*Data supplied*.
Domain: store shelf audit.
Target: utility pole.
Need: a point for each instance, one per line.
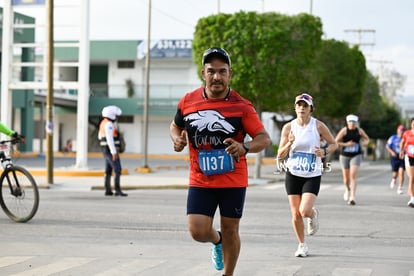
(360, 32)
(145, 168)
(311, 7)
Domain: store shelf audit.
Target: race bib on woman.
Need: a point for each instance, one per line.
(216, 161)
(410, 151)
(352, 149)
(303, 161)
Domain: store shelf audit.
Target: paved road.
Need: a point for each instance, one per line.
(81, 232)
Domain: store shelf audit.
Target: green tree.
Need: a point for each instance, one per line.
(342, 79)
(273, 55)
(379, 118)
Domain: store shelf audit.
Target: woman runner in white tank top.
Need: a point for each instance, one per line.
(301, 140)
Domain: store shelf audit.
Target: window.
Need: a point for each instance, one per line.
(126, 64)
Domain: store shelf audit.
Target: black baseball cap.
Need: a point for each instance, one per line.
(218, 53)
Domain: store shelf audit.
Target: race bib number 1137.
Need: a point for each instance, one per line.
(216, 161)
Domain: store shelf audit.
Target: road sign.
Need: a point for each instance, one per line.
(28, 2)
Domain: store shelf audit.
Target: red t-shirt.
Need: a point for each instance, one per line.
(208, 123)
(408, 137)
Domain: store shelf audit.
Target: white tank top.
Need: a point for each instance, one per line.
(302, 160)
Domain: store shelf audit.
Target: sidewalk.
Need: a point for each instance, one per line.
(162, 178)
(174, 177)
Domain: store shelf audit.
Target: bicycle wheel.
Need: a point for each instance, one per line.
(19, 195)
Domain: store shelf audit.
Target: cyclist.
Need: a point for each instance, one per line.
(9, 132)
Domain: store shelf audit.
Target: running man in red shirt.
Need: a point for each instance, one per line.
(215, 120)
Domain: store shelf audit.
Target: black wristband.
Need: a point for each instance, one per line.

*What to work on*. Restate the listing above word for word, and skip the pictures.

*Finished exercise*.
Domain: store shelf audit.
Target: utility pole.
Need: a point for each instance, one per line.
(360, 32)
(145, 168)
(311, 7)
Domain: store shelf audit.
Target: race bib on woman.
Need: a point for each instance, one per line.
(216, 161)
(410, 151)
(352, 149)
(303, 161)
Domain: store shelf audit.
Target: paved road.
Need: a point for each instance, one per line.
(81, 232)
Domain: store shelf audit.
Target: green tree.
Need: a point for each instance, one per line.
(342, 79)
(273, 55)
(379, 118)
Domain: store shelf audit.
Target: woman runner in white tank top.
Need: a point for each instance, one per line.
(301, 140)
Domain: store shelf audit.
Target: window.
Need: a point for each instance, one per line.
(126, 64)
Domain: store shelf audit.
Target: black baseball cap.
Need: a point for each instance, one per line.
(218, 53)
Domain: store shelf audit.
Target: race bib number 1137.
Need: a point for each instance, one per line.
(216, 161)
Domain: store shelf audit.
Target: road sign.
Need: a point for each instance, one per line.
(28, 2)
Domain: store shelf audit.
Target: red t-shirt.
Need: a point for each instance, one per line.
(208, 123)
(408, 137)
Domain: store shelf audit.
Target: white tank top.
Need: a point for each instance, one per line.
(302, 160)
Domain: store shelf audit.
Target: sidewalk.
Need: a point for each instance, one per line.
(162, 178)
(174, 177)
Domain: store shelf audit.
Target: bicycle wheel.
Need: a point for each instance, one per line.
(19, 195)
Domain: store shelf audit.
Target: cyclist.
Need: a point for each instance, one per line.
(9, 132)
Domain: store shelf audit.
Target: running man in red shirt.
Need: a point for each instance, one per line.
(215, 120)
Domain: store shelf audit.
Target: black wristband.
Need: a point for each instance, one per line.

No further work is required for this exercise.